What is required =>
Answer these questions using the fruit fly hearing article:
(a) In which journal's online Early Edition was the paper published?
(b) Who is the lead author on the paper?
(c) Who conducted the pilot project that the study arose from?

Page extract =>

--*--

If your attendance at too many rock concerts has impaired your hearing, listen up.
University of Iowa researchers say that the common fruit fly, Drosophila melanogaster, is an ideal model to study hearing loss in humans caused by loud noise. The reason: The molecular underpinnings to its hearing are roughly the same as with people.
As a result, scientists may choose to use the fruit fly to quicken the pace of research into the cause of noise-induced hearing loss and potential treatment for the condition, according to a paper published this week in the online Early Edition of the journal Proceedings of the National Academy of Sciences.
"As far as we know, this is the first time anyone has used an insect system as a model for NIHL (noise-induced hearing loss)," says Daniel Eberl, UI biology professor and corresponding author on the study.
Hearing loss caused by loud noise encountered in an occupational or recreational setting is an expensive and growing health problem, as young people use ear buds to listen to loud music and especially as the aging Baby Boomer generation enters retirement. Despite this trend, "the molecular and physiological models involved in the problem or the recovery are not fully understood," Eberl notes.
Enter the fruit fly as an unlikely proxy for researchers to learn more about how loud noises can damage the human ear. Eberl and Kevin Christie, lead author on the paper and a post-doctoral researcher in biology, say they were motivated by the prospect of finding a model that may hasten the day when medical researchers can fully understand the factors involved in noise-induced hearing loss and how to alleviate the problem. The study arose from a pilot project conducted by UI undergraduate student Wes Smith, in Eberl's lab.

--*--

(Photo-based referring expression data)
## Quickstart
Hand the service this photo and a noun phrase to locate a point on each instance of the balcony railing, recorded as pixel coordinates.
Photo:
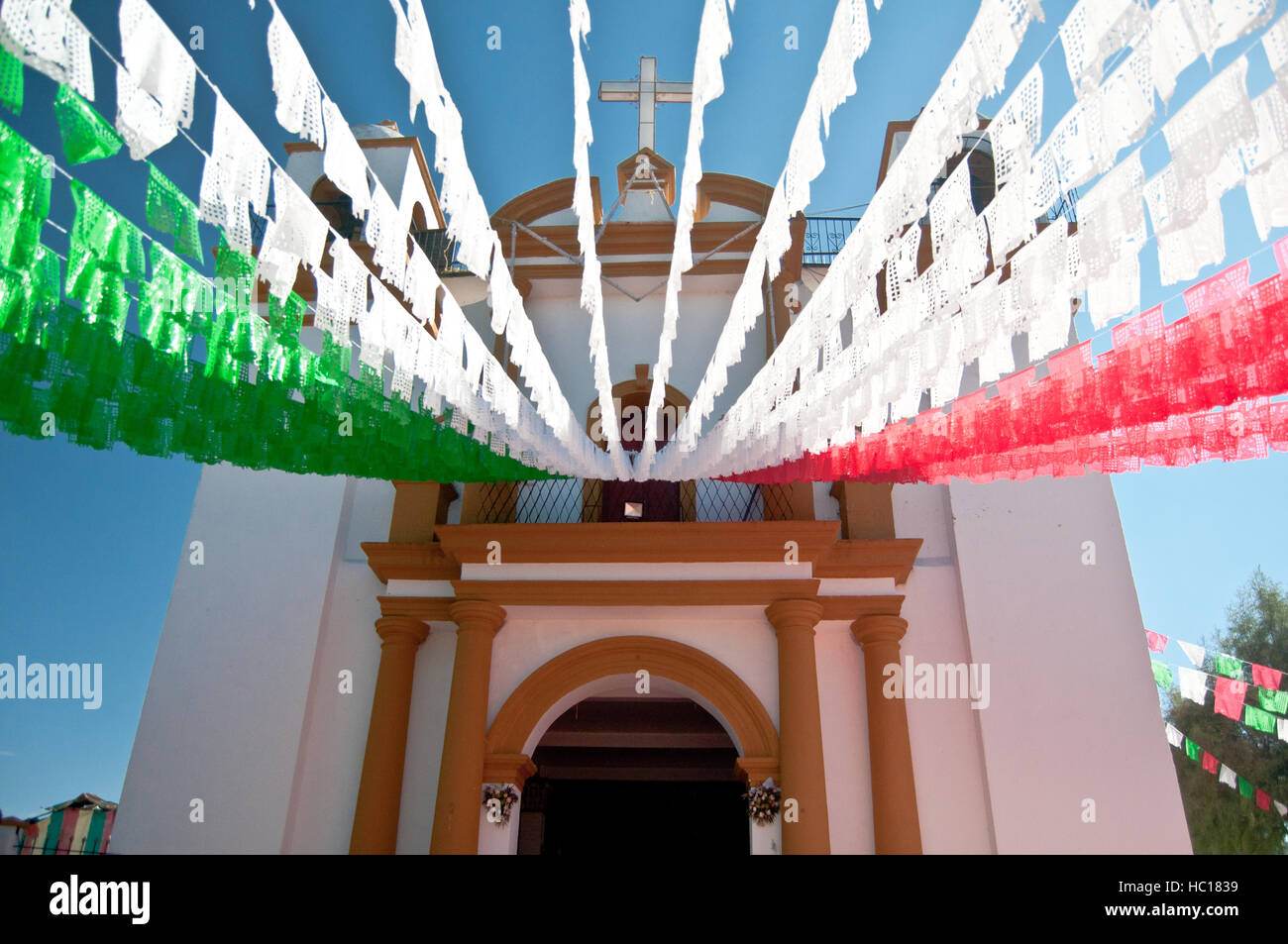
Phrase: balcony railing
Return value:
(571, 501)
(824, 237)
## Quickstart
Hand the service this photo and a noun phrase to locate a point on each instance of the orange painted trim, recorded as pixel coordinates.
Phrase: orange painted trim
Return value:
(648, 266)
(507, 768)
(857, 607)
(737, 191)
(890, 558)
(756, 771)
(410, 562)
(542, 201)
(635, 239)
(575, 592)
(653, 543)
(425, 608)
(568, 672)
(436, 608)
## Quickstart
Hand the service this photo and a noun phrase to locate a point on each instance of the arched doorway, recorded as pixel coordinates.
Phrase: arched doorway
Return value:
(643, 773)
(682, 681)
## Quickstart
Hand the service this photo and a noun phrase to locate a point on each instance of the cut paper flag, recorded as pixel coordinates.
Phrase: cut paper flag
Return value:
(1229, 778)
(1194, 653)
(1163, 674)
(1193, 684)
(1258, 719)
(1224, 775)
(1266, 678)
(1274, 700)
(86, 134)
(11, 81)
(171, 211)
(1228, 665)
(1229, 698)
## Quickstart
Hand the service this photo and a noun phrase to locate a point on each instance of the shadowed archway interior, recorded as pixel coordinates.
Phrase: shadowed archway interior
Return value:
(622, 776)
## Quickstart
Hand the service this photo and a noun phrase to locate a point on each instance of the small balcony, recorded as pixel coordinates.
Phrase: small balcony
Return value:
(572, 501)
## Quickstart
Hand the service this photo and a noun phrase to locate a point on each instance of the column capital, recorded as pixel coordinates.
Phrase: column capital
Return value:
(477, 614)
(879, 629)
(785, 614)
(756, 771)
(507, 768)
(400, 629)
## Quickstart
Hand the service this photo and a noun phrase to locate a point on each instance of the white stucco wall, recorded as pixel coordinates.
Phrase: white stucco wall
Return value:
(226, 700)
(952, 785)
(1074, 711)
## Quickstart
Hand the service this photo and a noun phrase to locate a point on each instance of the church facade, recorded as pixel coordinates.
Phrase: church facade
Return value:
(359, 666)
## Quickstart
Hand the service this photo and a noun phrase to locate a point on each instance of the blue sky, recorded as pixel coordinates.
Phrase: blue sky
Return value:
(91, 540)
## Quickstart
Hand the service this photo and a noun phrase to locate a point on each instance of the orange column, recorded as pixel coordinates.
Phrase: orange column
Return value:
(800, 728)
(894, 793)
(375, 820)
(460, 778)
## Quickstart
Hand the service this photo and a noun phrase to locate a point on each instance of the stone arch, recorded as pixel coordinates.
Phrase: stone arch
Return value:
(732, 700)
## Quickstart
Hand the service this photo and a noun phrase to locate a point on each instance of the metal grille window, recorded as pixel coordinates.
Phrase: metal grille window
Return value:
(570, 501)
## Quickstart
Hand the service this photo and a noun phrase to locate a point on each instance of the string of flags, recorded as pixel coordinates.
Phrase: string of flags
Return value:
(1225, 775)
(1233, 694)
(1229, 666)
(815, 390)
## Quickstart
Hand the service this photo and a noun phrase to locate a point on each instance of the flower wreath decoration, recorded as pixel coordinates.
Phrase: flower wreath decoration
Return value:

--*--

Expected output =>
(a) Proceedings of the National Academy of Sciences
(b) Kevin Christie, a post-doctoral researcher in biology
(c) Wes Smith, a UI undergraduate student, in Eberl's lab